#### Extracted records
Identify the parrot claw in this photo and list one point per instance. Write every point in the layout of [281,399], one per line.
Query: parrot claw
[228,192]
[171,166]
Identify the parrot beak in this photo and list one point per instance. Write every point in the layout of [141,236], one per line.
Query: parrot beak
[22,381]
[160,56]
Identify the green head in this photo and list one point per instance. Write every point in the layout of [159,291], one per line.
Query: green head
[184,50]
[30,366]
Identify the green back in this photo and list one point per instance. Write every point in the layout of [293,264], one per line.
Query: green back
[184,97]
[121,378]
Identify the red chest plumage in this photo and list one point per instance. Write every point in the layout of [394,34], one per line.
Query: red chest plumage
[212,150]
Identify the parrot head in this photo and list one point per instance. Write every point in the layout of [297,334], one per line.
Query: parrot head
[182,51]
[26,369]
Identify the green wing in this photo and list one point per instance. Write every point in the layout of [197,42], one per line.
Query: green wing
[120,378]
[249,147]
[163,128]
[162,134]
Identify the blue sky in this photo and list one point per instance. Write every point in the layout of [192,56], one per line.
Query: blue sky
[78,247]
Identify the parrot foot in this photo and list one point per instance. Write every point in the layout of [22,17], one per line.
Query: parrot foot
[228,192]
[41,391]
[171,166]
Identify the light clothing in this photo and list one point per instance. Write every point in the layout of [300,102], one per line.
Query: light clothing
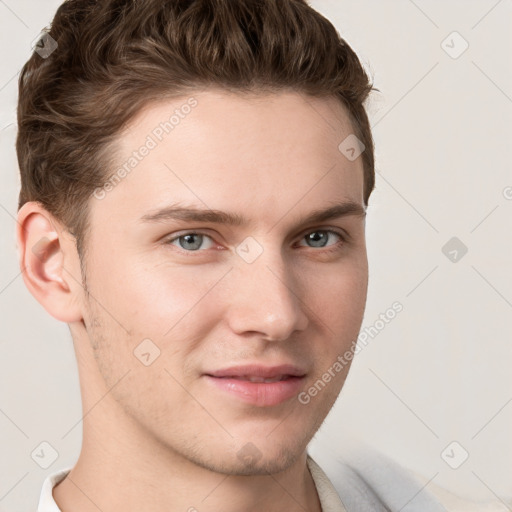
[377,484]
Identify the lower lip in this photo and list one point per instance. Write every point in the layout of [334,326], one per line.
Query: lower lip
[262,394]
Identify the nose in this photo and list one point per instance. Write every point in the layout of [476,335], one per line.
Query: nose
[265,297]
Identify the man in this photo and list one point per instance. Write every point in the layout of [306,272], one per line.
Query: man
[195,177]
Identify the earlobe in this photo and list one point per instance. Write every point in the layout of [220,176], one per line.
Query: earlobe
[48,262]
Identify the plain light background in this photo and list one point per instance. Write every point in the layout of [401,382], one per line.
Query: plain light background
[439,372]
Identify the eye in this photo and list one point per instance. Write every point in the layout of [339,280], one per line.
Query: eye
[319,238]
[190,242]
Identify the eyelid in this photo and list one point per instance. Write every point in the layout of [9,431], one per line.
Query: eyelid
[344,236]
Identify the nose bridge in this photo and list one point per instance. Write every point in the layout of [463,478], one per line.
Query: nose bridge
[265,297]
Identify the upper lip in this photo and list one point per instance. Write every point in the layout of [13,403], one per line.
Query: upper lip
[253,370]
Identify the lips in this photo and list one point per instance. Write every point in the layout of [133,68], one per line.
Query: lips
[258,385]
[258,373]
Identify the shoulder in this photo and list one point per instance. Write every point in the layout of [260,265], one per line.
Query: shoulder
[368,480]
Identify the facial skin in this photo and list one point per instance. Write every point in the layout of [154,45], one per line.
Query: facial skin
[161,437]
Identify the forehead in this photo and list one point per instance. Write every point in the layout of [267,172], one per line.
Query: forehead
[260,152]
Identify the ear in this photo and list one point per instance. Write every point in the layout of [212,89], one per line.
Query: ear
[49,262]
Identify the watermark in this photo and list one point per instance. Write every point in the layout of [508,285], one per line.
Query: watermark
[44,455]
[356,346]
[152,140]
[455,455]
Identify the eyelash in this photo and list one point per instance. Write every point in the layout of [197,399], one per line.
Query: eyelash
[333,248]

#### Problem description
The records above should be duplicated exactly, with none of their pictures kept.

#### Solution for this problem
Identify the parrot claw in this photo and list one point per instance. Write every point in the layout of [281,399], one per line.
Query: parrot claw
[228,192]
[171,166]
Identify the parrot beak in this photo and list one point per instance. Write every point in the layout of [141,236], one per line.
Query: parrot beak
[22,381]
[160,56]
Identify the green head in this photo and list one point per instance. Write every point in the layout of [159,291], one per line.
Query: green head
[184,50]
[30,366]
Identify the green back in this photo and list one point per instance. Write every point in the layout of [293,264], one per line.
Query: green back
[184,97]
[121,378]
Identify the red chest plumage in this photo and list one point per instance. Write every point in the layout of [394,34], one per line.
Query: red chest plumage
[212,150]
Identify the parrot head in this photo and list one point per instance. Write every point in the layout of [297,334], one per line.
Query: parrot head
[182,51]
[26,369]
Identify the green wing in this photo and list one point per instance. Write every point in the layout of [197,42], one per line.
Query: green wing
[120,378]
[249,147]
[163,128]
[162,134]
Identify the blue sky in this photo and list one point per instance. Write every point in the layout of [192,56], one per line.
Query: blue sky
[78,247]
Identify the parrot foot in this photo and list one point per instance. Write every point in the layout of [22,17], one per line.
Query: parrot foot
[228,192]
[41,391]
[171,166]
Identify the light clothing in this photo and list one point per instance. Write every point in the layout of [300,102], one per line.
Query: light clothing
[377,484]
Identify the lower lip in this photo and list one point per instance. Write every point in the layout of [334,326], one per line.
Query: lower lip
[262,394]
Identify the nose in this photo and list one point per instance. Write every point in the layout of [476,335], one per line.
Query: nose
[265,297]
Identify the man in this photo and list one point per instance. Write every point in the layout of [306,272], one per line.
Query: man
[195,177]
Identify the earlobe in this photo and list one point per instance. Write every point in the layout of [220,176], one per line.
Query: earlobe
[48,262]
Identify the plain light background in this photo and list one point per instance. Write every point in the layout of [401,382], one per line.
Query: plain light background
[439,372]
Identify the eye in this photo and list one point per instance. Write every point in the layout of [339,280], one per line.
Query: eye
[319,238]
[190,242]
Identify the eyelid in this photo and list one point per instance. Write every point in the layout of [9,431], one per line.
Query: eyelid
[344,236]
Identify the nose bridge in this photo and list one point per instance. Write every point in the layout of [463,478], one per line.
Query: nose bridge
[265,297]
Identify the upper lip in this photo and list one point per instance. Write every point in the layout of [13,403], one per line.
Query: upper lip
[253,370]
Identify the lips in this photo and list one point per instance. Write every point in the layout of [133,68], one per line.
Query: lips
[258,385]
[258,373]
Identify the shoulder in this photo and list one point per instance. Write every point in the layout of [260,265], one per line.
Query: shoulder
[368,480]
Identify the facial skin in this photo and list one point per instance. Write every point in the layout of [154,45], one per line.
Query: facial skin
[161,437]
Identify the forehead in this photo and list one point per instance. Write every point in the layout of [267,172], one per line.
Query: forehead
[260,152]
Identify the ear in this photo and list one point per instance. Write every point in the layout of [212,89], one per line.
Query: ear
[49,262]
Identify the watermark in this photo and list one point per instance. Write every point in the layout of [508,285], one per line.
Query: watermark
[44,455]
[356,346]
[152,140]
[455,455]
Identify the eyelash in this photo and list one point per instance. Write every point in the layout of [197,399], one per line.
Query: eyelash
[333,248]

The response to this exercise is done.